Start of Given passage
I threw everything onto MATLAB to run the numbers. Above is the Bode Plot of the integrator comprising IC2C, C3, and R7. The break frequency of this system is 1 / R7 C3, or 10 radians per second. So, for frequencies substantially greater, it acts as an integrator. This is shown above. The phase is a flat +90 degrees, which is indicative of ideal integration.

This is the HPF that links the stages of the gyro circuit together. There are two in total, which just makes the slops steeper. High pass filters act as differentiators for frequencies substantially less than their 1/RC break frequency. For both filters, said frequency is 1 / (560,000 * 470E-9) = 3.79 radians per second.

So, for a band between about 1 and 3.79 radians per second, my math functions are fighting eachother.

For any frequency less than 1 radian per second, I have an angular accelerometer (because d/dt of velocity is acceleration.

Only for frequencies substantially higher than 3.79 rad/s do I have something meaninfgul. Here’s the bode plot of the entire bottom half of the schematic, demonstrating these characteristics!

Sweet! I have THREE SENSORS IN ONE! An angular accelerometer for very low frequencies (< 1 radian per second, or 1/6Hz-ish), a gyro for medium ones, and an inclinometer for higher ones.

That’s WRONG.

TOTALLY. WRONG.

To fix this, I made version 4:

It doesn’t look that different. In fact, it’s essentially the same circuit. It’s just that the filter values have been substantially modified to yield proper behavior. I made the following changes:

  • Moved the HPF break frequency to about 10Hz
  • Moved the integrator break frequency to 1Hz
  • Added “pre-gain” to the gyro output to compensate for the severe magnitude attenuation
  • Modified the accelerometer zero set circuitry so that it… uhh, works.

I can say that I’m approaching satisfaction.  For movements that contain frequency components above 10Hz (actually more like 3 or 4, but x10 is the rule of thumb for effective attenuation of unwanted freqs), the gyro contributes much of the resulting output. The accelerometer’s bandwidth-limiting LPF is also set for 10Hz, so they form rough complements.

Here’s a video of version 4 shaking and baking! It seems that the gyro stage needs more amplification, but otherwise the response is decently quick and clean. I should never be shaking that fast while on the vehicle anyway. Notice that all the time constants are absurdly low by signal processing standards because SEGFAULT is a very massive mechanical system, and the same differential equations that govern mechanical systems dictate that big things move slower.

oh man oh man it’s almost there

Segfault Update 4: Fancy Ass-Inclinometer Lives

As promised, I went back to revise the sensor logic for Segfault. I am proud to annouce that I now have a stupidly overcomplicated inclinometer.

WOOOHOOO I AM SO SWITCHING MAJORS TO COURSE 6

Just kidding.

The first order of business in the new construction is creating negative 5 volts. As I mentioned before, having balanced power supply rails is tantamount to approaching more theoretical performance from op-amps.And when you’re used to crashing through EE projects like very small silicon-based china shops, textbook debugging is invaluable.

So here’s the negative-5-voltificalator.
End of Given passage
- _Set problem 1_
List every change the passage says was made for version 4 of the circuit.
- _Set problem 2_
Please copy the passage word for word from "The first order" up to and including "debugging is invaluable.".
Start of Data extract
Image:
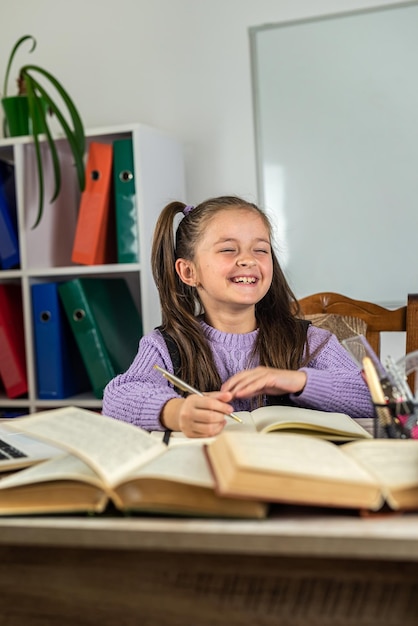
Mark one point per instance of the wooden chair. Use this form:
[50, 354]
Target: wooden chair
End of Data extract
- _Correct response 1_
- Moved the HPF break frequency to about 10Hz
- Moved the integrator break frequency to 1Hz
- Added "pre-gain" to the gyro output to compensate for the severe magnitude attenuation
- Modified the accelerometer zero set circuitry so that it works

- _Correct response 2_
The first order of business in the new construction is creating negative 5 volts. As I mentioned before, having balanced power supply rails is tantamount to approaching more theoretical performance from op-amps.And when you’re used to crashing through EE projects like very small silicon-based china shops, textbook debugging is invaluable.